**WORK REQUIRED**.
Copy out the records word for word, starting with the line that contains "Mark one point on each instance of the forearm" and going through the end of the records, with both ends included.

**DATA IN THIS EXERCISE**.

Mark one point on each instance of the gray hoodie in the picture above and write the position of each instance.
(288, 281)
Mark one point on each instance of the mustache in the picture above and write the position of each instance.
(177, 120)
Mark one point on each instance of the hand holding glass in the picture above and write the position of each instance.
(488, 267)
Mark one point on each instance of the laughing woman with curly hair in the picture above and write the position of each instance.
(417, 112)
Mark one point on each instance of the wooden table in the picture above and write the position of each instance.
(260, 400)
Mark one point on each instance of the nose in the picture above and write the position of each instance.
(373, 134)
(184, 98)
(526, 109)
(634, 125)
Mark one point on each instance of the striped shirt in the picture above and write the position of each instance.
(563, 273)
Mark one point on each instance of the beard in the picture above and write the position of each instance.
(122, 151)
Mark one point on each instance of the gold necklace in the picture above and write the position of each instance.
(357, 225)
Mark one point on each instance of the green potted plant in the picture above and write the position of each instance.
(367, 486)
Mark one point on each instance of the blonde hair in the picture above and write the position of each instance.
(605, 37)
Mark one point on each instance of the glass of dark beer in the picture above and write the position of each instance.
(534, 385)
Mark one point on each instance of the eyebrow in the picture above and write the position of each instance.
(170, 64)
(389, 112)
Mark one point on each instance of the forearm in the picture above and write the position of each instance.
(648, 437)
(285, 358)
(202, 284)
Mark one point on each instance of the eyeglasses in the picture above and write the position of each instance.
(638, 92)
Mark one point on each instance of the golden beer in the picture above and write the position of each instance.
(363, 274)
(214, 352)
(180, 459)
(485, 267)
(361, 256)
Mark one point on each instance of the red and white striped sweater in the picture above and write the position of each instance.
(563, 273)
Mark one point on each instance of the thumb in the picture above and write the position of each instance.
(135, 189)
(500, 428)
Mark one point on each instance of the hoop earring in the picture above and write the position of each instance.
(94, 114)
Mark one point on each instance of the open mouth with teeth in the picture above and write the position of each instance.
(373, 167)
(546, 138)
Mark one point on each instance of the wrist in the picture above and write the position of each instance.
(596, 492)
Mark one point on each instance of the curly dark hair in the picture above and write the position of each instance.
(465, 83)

**SOLUTION**.
Mark one point on each instance of the forearm in the picture above and write the position of each instance.
(648, 437)
(285, 358)
(202, 284)
Mark one point on each instance of the eyeglasses in the picture above and write the position of each instance.
(638, 92)
Mark one point on each instance of the golden beer in the picture above and write the position of each instance.
(363, 274)
(214, 352)
(180, 459)
(485, 267)
(361, 256)
Mark one point on each instance of the red and white striped sweater in the picture above and write the position of each instance.
(563, 273)
Mark one point on each instance of the thumb in the picture above and write the position of each instance.
(135, 189)
(500, 428)
Mark one point on each instance of the hoop earring in the picture above and write the position of each instance.
(94, 114)
Mark one point on each instance of the open mouth with teeth in the picture above and write the position of each instance.
(373, 167)
(546, 138)
Mark one point on each instance of the wrist in the picture above and write the position of each instance.
(596, 492)
Mark one point on each instance of the curly dark hair in the picture above and write the position of each instance.
(465, 83)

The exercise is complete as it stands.